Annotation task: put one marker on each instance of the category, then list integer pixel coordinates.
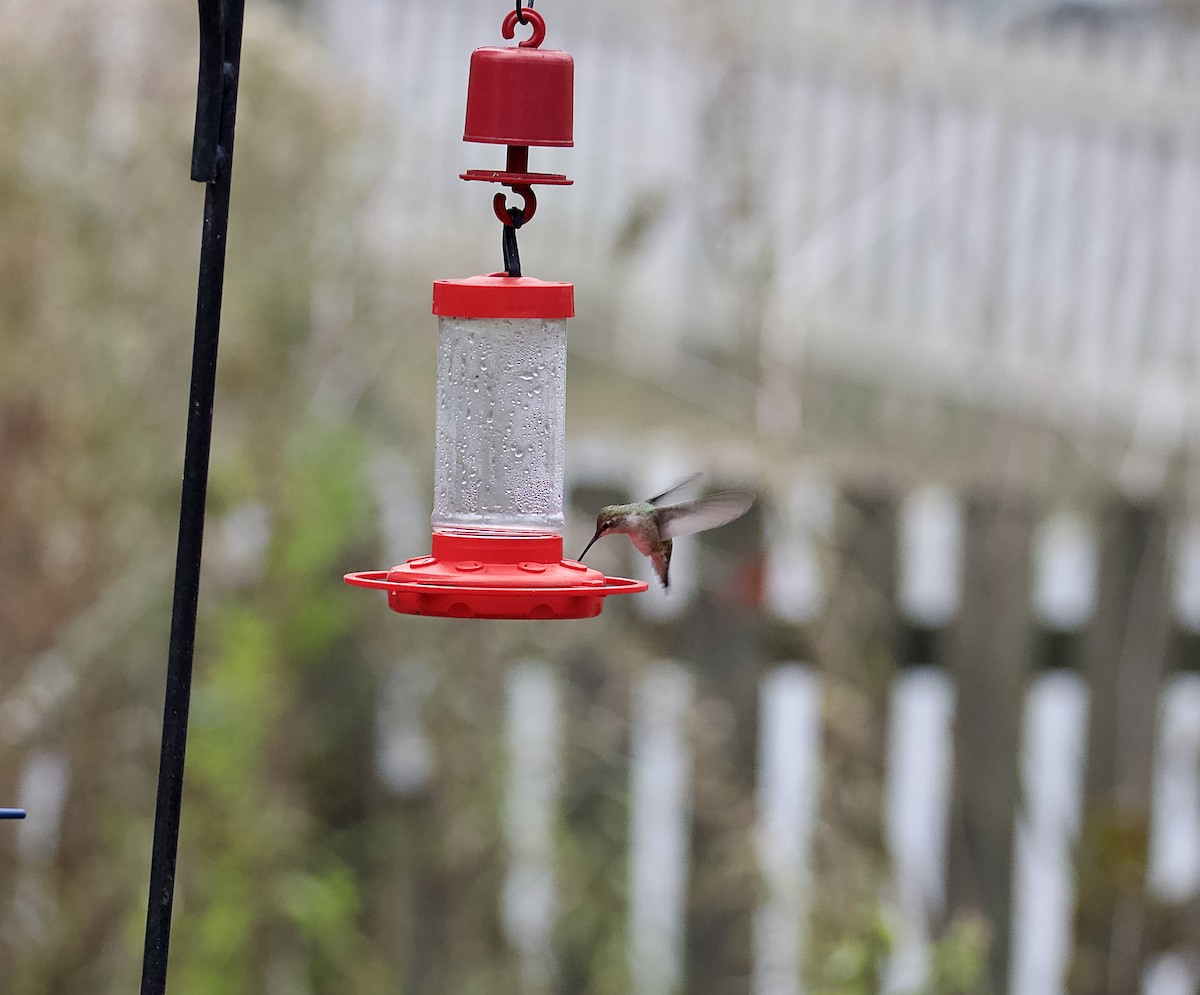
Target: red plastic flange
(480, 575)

+++++

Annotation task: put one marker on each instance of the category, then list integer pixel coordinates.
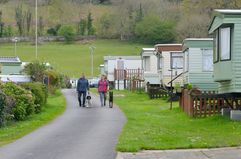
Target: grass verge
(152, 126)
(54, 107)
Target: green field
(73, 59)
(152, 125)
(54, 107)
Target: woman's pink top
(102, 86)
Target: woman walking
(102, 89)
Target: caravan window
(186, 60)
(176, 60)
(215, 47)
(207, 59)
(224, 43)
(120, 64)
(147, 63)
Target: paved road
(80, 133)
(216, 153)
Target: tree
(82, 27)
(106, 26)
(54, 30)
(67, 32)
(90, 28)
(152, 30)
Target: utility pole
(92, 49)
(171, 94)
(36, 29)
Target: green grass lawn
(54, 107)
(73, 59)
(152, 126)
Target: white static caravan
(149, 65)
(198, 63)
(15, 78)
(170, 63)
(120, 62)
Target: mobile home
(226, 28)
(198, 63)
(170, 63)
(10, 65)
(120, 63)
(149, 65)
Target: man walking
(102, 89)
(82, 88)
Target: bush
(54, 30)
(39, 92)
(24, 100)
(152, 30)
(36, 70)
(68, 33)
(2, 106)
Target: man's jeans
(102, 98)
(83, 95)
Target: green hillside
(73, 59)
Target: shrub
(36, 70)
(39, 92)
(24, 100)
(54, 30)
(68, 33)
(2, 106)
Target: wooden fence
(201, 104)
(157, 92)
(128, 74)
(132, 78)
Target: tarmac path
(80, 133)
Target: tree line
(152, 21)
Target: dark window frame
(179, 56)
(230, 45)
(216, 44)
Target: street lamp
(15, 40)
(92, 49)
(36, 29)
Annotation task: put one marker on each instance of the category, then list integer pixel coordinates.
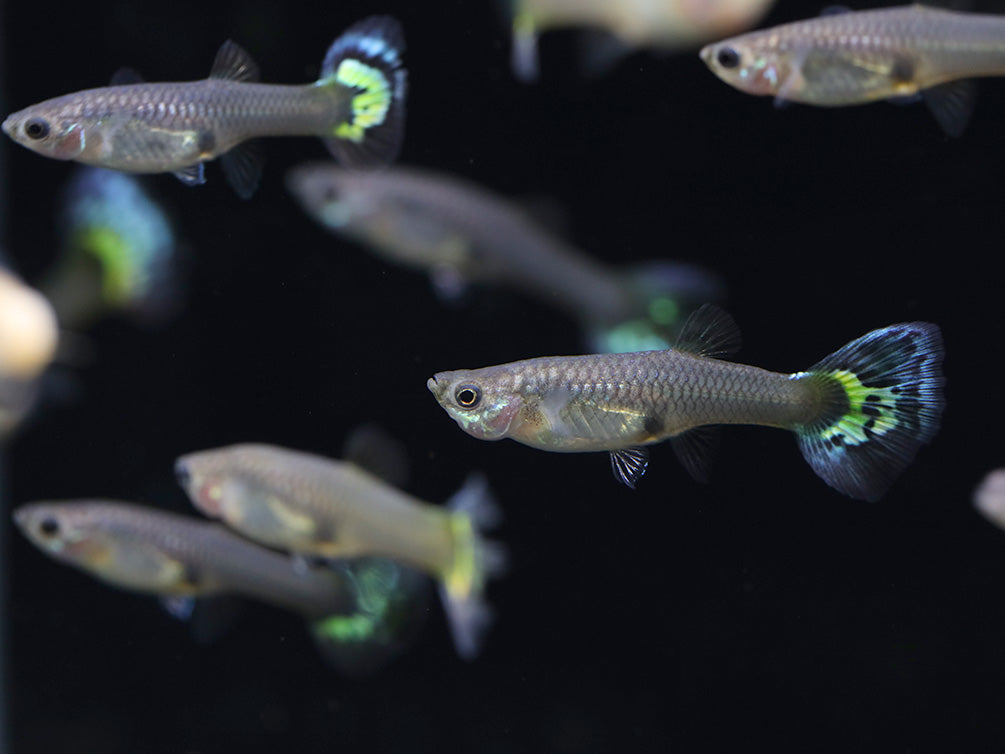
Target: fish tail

+++++

### PROBLEM REQUIREMENTS
Find each line in the listing that contains the word "woman" and copy those lines out.

### EXPECTED ANSWER
Target: woman's pink top
Target: woman walking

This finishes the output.